(Natural-language object grounding data)
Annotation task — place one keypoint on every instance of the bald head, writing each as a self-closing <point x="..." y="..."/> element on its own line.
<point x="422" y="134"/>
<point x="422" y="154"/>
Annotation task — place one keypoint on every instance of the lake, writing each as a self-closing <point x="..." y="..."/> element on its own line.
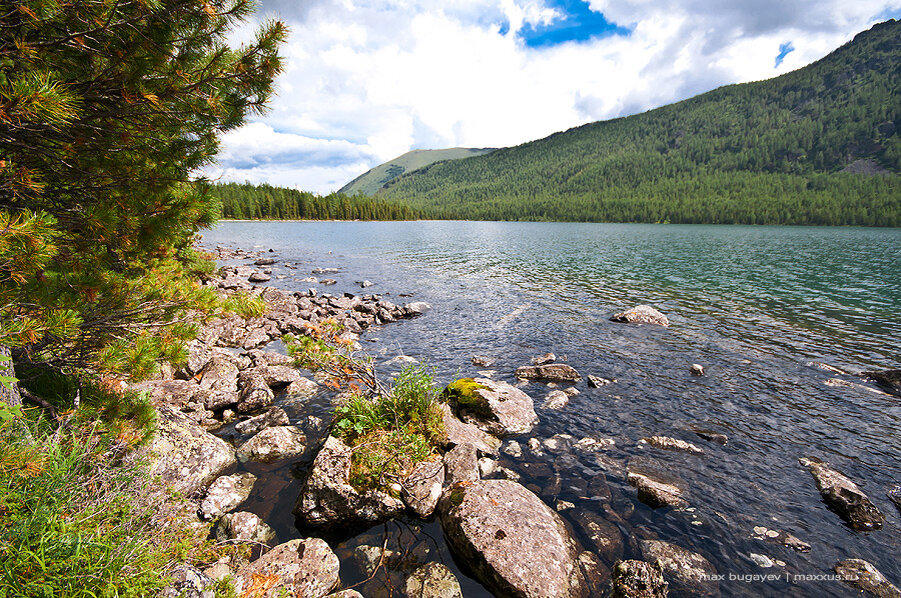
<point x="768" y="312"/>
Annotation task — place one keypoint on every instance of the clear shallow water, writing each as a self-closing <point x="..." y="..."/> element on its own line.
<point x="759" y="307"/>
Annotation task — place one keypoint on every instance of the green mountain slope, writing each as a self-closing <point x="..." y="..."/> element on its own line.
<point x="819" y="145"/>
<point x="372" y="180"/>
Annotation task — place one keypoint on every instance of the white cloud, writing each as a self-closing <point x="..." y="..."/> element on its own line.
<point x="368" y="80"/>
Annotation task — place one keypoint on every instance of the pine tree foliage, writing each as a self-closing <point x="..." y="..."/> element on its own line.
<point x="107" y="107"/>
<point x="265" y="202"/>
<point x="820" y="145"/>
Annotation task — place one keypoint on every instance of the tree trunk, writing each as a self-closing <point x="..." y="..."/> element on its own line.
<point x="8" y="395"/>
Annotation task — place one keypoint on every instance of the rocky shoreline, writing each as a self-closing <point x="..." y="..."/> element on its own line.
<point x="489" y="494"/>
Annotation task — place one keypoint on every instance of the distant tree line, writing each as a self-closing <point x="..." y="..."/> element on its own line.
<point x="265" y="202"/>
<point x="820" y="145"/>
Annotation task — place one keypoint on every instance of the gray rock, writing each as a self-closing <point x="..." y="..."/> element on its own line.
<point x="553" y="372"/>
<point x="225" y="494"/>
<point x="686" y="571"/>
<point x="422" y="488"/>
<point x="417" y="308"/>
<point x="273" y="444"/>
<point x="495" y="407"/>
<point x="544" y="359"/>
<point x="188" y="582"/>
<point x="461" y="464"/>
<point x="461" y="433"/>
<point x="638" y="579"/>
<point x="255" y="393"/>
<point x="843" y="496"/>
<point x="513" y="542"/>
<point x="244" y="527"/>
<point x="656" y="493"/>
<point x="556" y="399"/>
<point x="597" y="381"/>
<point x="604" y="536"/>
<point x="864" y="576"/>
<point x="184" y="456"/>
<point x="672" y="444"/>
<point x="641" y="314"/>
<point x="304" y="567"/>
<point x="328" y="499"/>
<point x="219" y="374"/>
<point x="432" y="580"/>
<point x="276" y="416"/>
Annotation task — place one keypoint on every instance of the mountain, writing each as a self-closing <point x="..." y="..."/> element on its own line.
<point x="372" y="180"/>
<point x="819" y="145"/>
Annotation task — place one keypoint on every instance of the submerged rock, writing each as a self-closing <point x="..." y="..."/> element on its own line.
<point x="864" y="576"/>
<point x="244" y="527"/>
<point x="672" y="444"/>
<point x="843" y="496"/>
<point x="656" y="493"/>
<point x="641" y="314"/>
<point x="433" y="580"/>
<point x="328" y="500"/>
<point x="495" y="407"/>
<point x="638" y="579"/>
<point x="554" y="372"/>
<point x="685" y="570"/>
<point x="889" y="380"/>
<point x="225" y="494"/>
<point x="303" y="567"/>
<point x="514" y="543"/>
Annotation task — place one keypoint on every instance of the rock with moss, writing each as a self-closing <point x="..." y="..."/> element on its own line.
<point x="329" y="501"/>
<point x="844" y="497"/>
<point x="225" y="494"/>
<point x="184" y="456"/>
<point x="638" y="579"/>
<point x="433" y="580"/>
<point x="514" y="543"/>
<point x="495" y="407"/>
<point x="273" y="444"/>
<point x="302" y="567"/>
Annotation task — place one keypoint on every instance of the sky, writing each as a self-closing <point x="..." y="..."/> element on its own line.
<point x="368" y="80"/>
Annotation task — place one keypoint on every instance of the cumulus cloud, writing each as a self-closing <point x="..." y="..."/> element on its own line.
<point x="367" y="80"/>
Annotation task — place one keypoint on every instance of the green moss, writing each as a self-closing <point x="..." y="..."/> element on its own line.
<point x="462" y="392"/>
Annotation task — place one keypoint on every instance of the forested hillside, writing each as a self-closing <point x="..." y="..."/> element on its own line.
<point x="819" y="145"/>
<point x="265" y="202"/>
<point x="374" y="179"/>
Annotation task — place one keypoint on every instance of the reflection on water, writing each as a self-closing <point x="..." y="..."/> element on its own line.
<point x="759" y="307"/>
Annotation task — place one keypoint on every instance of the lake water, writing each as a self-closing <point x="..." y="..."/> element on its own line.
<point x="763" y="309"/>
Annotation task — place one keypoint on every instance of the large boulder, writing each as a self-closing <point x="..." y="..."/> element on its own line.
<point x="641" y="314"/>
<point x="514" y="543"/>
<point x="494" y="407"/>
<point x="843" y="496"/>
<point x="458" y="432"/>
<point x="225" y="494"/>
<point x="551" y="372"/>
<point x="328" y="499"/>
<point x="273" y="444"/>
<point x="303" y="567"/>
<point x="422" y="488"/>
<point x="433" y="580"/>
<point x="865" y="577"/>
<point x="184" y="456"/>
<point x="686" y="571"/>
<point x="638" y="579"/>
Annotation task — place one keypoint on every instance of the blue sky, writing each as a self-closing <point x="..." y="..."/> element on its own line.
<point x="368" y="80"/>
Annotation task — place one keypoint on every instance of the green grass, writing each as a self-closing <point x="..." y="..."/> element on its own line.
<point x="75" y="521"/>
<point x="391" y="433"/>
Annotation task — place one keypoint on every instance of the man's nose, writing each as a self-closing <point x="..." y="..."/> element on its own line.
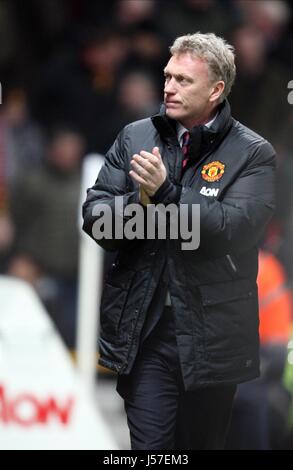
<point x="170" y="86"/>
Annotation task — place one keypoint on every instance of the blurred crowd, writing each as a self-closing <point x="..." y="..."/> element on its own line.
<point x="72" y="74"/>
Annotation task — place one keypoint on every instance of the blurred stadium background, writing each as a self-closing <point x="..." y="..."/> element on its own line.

## Exercise objective
The answer is every line of the data, exactly as written, with the pictures dropped.

## Response to this task
Annotation task — place one keypoint on every instance of the bald head, writing each as a self-closing <point x="..." y="..."/> element on its own line.
<point x="422" y="134"/>
<point x="422" y="154"/>
Annotation task — place one keypoint on every instance of the lake, writing each as a self-closing <point x="..." y="..."/> element on its own line.
<point x="768" y="312"/>
Annotation task — place one keypoint on every instance of the clear shallow water, writing each as a self-closing <point x="..." y="..."/> element on its own line.
<point x="759" y="307"/>
Annotation task — place one keypoint on every instance of the green mountain slope, writing each as a self-closing <point x="..." y="..."/> element on its own line.
<point x="819" y="145"/>
<point x="372" y="180"/>
Annotation task — place one keypoint on every instance of the white cloud, writing each as a self-closing <point x="..." y="..."/> element on its own line.
<point x="368" y="80"/>
Annotation task — place one keypoint on every instance of the pine tree foliage, writing each as a self-closing <point x="..." y="..."/> element on its own line.
<point x="107" y="107"/>
<point x="265" y="202"/>
<point x="820" y="145"/>
Annotation task — place one keypoint on every instance of the tree trunk, writing each as a self-closing <point x="..." y="..."/> element on its own line.
<point x="8" y="395"/>
Annotation task — place one keypoint on every instance of the rocky shoreline, writing each as a self-closing <point x="..." y="..."/> element on its own line.
<point x="489" y="494"/>
Annotation task — place one keypoint on every instance of the distant tree line, writing each as a self-closing <point x="..." y="..."/> element on its own line.
<point x="265" y="202"/>
<point x="820" y="145"/>
Annotation task — place one keypoint on every instance of the gray rock, writing each as a self-closing <point x="..." y="..."/> element on its own line.
<point x="553" y="372"/>
<point x="225" y="494"/>
<point x="686" y="571"/>
<point x="422" y="488"/>
<point x="417" y="308"/>
<point x="273" y="444"/>
<point x="495" y="407"/>
<point x="544" y="359"/>
<point x="188" y="582"/>
<point x="461" y="464"/>
<point x="461" y="433"/>
<point x="638" y="579"/>
<point x="255" y="393"/>
<point x="843" y="496"/>
<point x="513" y="542"/>
<point x="244" y="527"/>
<point x="656" y="493"/>
<point x="556" y="399"/>
<point x="597" y="381"/>
<point x="604" y="536"/>
<point x="864" y="576"/>
<point x="184" y="456"/>
<point x="672" y="444"/>
<point x="641" y="314"/>
<point x="304" y="567"/>
<point x="328" y="499"/>
<point x="219" y="374"/>
<point x="432" y="580"/>
<point x="276" y="416"/>
Annotation task — place one keypoint on every instance of the mountain, writing each as a self-closing <point x="..." y="..."/> element on its own line.
<point x="372" y="180"/>
<point x="819" y="145"/>
Annotation task — place one keypoint on every instance of the submerged rock, writing each as a self-closing <point x="..." y="..."/> element on its own line.
<point x="864" y="576"/>
<point x="244" y="527"/>
<point x="672" y="444"/>
<point x="843" y="496"/>
<point x="656" y="493"/>
<point x="641" y="314"/>
<point x="433" y="580"/>
<point x="328" y="500"/>
<point x="495" y="407"/>
<point x="638" y="579"/>
<point x="554" y="372"/>
<point x="685" y="570"/>
<point x="889" y="380"/>
<point x="225" y="494"/>
<point x="303" y="567"/>
<point x="514" y="543"/>
Annotation task — place one keypoint on every instance of the rock with moss, writing each as a self-closing <point x="..." y="..."/> element on its own line.
<point x="329" y="501"/>
<point x="844" y="497"/>
<point x="225" y="494"/>
<point x="184" y="456"/>
<point x="638" y="579"/>
<point x="433" y="580"/>
<point x="514" y="543"/>
<point x="495" y="407"/>
<point x="273" y="444"/>
<point x="302" y="567"/>
Annotation task — place one keypoint on every instance of the sky, writing each as a self-closing <point x="..." y="..."/> element on its own line.
<point x="368" y="80"/>
Annotation task — place one keypoint on every instance of the cumulus cloud, writing each as a self-closing <point x="..." y="..."/> element on its own line.
<point x="367" y="80"/>
Annotation task — place one keypoint on every instance of the green moss, writing each as a self-closing <point x="..." y="..."/> element on its own line.
<point x="462" y="392"/>
Annotation task — place one keypoint on every instance of the forested hillside, writing each as a self-closing <point x="..." y="..."/> element on its own line.
<point x="819" y="145"/>
<point x="265" y="202"/>
<point x="374" y="179"/>
Annotation task — place one keypoint on every instance of the reflection on water, writing each as a self-closing <point x="..." y="..."/> element on its own line.
<point x="759" y="307"/>
Annotation task — place one keypoint on every instance of the lake water, writing each as a self-closing <point x="..." y="..."/> element on its own line.
<point x="763" y="309"/>
Annotation task — place one keypoint on every instance of the large boulder, writing each as a self-closing <point x="..." y="..."/> element on its own line.
<point x="641" y="314"/>
<point x="514" y="543"/>
<point x="494" y="407"/>
<point x="843" y="496"/>
<point x="458" y="432"/>
<point x="225" y="494"/>
<point x="551" y="372"/>
<point x="328" y="499"/>
<point x="273" y="444"/>
<point x="303" y="567"/>
<point x="422" y="488"/>
<point x="433" y="580"/>
<point x="865" y="577"/>
<point x="184" y="456"/>
<point x="686" y="571"/>
<point x="638" y="579"/>
Annotation task — place one keypoint on every instance of the blue sky, writing each as a self-closing <point x="..." y="..."/> element on its own line.
<point x="368" y="80"/>
Annotation task — place one keypoint on every instance of the green grass, writing each as a self-closing <point x="..." y="..."/> element on its own line.
<point x="75" y="521"/>
<point x="391" y="433"/>
Annotation task — place one keypoint on every instance of the man's nose, writing each as a self-closing <point x="..." y="..."/> element on its own line.
<point x="170" y="86"/>
Annotation task — place one keypoint on every instance of the blurred crowd, writing each as a self-closing <point x="..." y="..."/> element on its own line.
<point x="72" y="74"/>
Annotation task — place one keypoint on every instance of the blurred stadium background, writing each as a self-closing <point x="..." y="..."/> element on its own line.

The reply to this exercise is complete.